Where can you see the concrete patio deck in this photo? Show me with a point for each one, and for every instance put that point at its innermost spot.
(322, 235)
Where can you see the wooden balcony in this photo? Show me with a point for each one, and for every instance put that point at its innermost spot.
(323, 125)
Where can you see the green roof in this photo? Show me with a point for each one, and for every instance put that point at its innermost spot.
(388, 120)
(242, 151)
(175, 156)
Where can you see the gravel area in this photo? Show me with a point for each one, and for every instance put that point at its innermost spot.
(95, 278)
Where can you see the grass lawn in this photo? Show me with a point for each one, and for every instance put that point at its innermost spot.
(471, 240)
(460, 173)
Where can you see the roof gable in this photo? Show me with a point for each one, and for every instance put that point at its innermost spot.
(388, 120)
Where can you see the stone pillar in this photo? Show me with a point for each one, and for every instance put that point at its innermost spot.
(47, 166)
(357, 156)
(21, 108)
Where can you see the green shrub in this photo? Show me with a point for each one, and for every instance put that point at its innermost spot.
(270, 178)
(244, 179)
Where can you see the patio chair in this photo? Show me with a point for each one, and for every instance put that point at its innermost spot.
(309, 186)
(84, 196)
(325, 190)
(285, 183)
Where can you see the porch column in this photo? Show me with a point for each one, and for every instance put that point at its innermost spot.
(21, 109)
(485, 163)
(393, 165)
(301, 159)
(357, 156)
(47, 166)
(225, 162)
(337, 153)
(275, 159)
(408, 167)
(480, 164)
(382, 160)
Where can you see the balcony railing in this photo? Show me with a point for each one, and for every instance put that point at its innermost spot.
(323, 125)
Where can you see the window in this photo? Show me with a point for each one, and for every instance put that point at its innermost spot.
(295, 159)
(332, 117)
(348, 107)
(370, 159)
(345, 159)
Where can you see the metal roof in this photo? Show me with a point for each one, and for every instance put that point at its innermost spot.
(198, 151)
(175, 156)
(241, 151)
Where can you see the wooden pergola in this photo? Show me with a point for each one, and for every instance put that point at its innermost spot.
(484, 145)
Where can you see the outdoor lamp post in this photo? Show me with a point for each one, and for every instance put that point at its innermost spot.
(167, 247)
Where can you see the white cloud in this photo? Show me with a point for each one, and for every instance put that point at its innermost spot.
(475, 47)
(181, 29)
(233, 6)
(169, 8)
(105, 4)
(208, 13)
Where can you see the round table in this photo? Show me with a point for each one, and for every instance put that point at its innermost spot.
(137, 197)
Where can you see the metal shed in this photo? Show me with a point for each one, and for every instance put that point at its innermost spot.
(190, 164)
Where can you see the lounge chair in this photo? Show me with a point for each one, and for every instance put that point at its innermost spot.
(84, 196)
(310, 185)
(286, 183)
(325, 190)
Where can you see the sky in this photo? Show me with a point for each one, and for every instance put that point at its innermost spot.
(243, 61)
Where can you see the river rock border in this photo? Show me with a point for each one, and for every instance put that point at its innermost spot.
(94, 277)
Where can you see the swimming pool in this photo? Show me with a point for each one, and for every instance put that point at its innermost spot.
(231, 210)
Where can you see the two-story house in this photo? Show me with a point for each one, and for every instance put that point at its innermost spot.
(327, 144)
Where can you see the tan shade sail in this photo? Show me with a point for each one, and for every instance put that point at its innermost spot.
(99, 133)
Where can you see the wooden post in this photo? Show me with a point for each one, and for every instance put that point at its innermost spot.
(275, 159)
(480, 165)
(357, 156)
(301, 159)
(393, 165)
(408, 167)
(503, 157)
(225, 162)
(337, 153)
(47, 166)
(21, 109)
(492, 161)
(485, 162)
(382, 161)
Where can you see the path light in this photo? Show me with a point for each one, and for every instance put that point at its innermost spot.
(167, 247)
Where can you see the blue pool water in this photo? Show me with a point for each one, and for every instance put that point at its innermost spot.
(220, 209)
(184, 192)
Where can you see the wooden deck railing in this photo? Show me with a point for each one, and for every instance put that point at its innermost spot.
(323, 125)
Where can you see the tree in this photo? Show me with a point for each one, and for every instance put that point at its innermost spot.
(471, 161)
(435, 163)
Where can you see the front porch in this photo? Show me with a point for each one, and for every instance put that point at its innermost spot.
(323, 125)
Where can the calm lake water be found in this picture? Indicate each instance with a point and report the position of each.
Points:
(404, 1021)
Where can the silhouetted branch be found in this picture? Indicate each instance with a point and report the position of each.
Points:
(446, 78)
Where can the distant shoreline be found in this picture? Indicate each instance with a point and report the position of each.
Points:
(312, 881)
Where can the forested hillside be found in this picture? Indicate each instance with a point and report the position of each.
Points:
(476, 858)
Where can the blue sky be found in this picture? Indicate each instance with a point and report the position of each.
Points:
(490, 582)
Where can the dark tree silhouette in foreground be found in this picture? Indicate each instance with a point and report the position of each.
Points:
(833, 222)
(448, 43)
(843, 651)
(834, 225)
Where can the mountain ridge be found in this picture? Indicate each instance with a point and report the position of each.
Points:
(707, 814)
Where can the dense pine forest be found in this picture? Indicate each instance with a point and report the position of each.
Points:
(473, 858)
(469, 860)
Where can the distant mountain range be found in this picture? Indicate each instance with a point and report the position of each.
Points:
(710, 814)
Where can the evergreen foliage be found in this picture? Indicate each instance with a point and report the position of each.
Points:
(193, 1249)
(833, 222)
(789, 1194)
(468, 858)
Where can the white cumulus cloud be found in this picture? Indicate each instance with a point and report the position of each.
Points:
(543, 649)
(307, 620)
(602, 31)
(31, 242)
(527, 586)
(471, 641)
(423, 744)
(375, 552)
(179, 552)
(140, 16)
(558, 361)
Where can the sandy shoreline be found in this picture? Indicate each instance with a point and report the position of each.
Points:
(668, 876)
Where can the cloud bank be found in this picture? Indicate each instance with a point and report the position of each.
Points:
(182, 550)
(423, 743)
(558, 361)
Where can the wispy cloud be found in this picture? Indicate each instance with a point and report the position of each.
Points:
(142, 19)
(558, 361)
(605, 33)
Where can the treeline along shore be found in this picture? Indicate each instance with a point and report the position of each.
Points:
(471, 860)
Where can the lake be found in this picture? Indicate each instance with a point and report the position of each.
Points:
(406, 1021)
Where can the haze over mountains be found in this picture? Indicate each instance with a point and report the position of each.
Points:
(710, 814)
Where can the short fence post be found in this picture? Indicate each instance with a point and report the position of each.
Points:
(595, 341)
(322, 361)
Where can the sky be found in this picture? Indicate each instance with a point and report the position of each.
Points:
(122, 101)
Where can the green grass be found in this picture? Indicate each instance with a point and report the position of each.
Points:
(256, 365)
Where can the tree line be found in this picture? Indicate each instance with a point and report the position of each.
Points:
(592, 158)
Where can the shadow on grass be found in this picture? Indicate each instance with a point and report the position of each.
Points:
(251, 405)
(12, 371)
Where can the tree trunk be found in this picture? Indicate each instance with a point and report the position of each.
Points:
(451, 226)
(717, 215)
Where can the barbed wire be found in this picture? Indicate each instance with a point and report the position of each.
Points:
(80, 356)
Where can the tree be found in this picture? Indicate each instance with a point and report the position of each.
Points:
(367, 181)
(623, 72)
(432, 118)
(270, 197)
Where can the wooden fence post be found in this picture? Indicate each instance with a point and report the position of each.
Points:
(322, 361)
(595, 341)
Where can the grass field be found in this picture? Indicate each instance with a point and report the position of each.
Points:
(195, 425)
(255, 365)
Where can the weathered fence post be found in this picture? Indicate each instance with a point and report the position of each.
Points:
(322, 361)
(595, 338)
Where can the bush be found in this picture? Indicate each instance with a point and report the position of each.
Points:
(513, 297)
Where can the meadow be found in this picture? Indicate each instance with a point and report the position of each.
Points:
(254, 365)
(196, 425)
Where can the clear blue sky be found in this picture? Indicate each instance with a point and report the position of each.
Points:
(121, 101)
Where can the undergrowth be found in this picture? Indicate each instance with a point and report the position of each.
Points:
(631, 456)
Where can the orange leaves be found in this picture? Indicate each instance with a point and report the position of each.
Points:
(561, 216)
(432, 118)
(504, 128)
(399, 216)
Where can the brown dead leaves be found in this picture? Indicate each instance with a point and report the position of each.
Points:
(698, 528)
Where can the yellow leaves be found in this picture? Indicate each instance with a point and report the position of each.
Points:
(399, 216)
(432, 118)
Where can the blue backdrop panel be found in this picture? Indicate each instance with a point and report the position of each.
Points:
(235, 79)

━━━━━━━━━━━━━━━━

Repeat exactly, and only, the lines from the one containing "Where can the wooden" through the end of the material.

Written answer
Where can the wooden fence post be found in this picture? Indicate each instance with a point and report the position of each.
Points:
(322, 361)
(595, 341)
Where can the grass field be found in this picture? Indicate each instance with a point and report the position of each.
Points:
(195, 425)
(255, 365)
Where can the weathered fence post be found in this picture? Indicate each instance with a point and report the position of each.
Points:
(322, 361)
(595, 338)
Where can the bush be found in this picture? Indicate each instance with a point and report the position of each.
Points:
(513, 297)
Where can the meadow be found in this picture? Indicate each instance with a point and report the position of each.
Points:
(254, 365)
(196, 425)
Where can the clear blue sky be found in this picture? Indicate each instance with a point and report the position of each.
Points:
(121, 101)
Where can the undergrowth be found in this picture? Indicate each instance with a point and report the position of each.
Points:
(631, 456)
Where can the orange leaves be found in this picture? Indicate each instance with a point and report the position of each.
Points:
(561, 216)
(432, 118)
(504, 128)
(399, 216)
Where can the brown dead leaves be found in this picture? Indicate each instance with a point and report the position of each.
Points:
(698, 528)
Where can the yellow leaves be found in this picture? Indicate each instance with a point and report the position of each.
Points:
(399, 216)
(432, 118)
Where can the blue backdrop panel be found in this picture? Indicate each instance with a point and report the position of each.
Points:
(235, 79)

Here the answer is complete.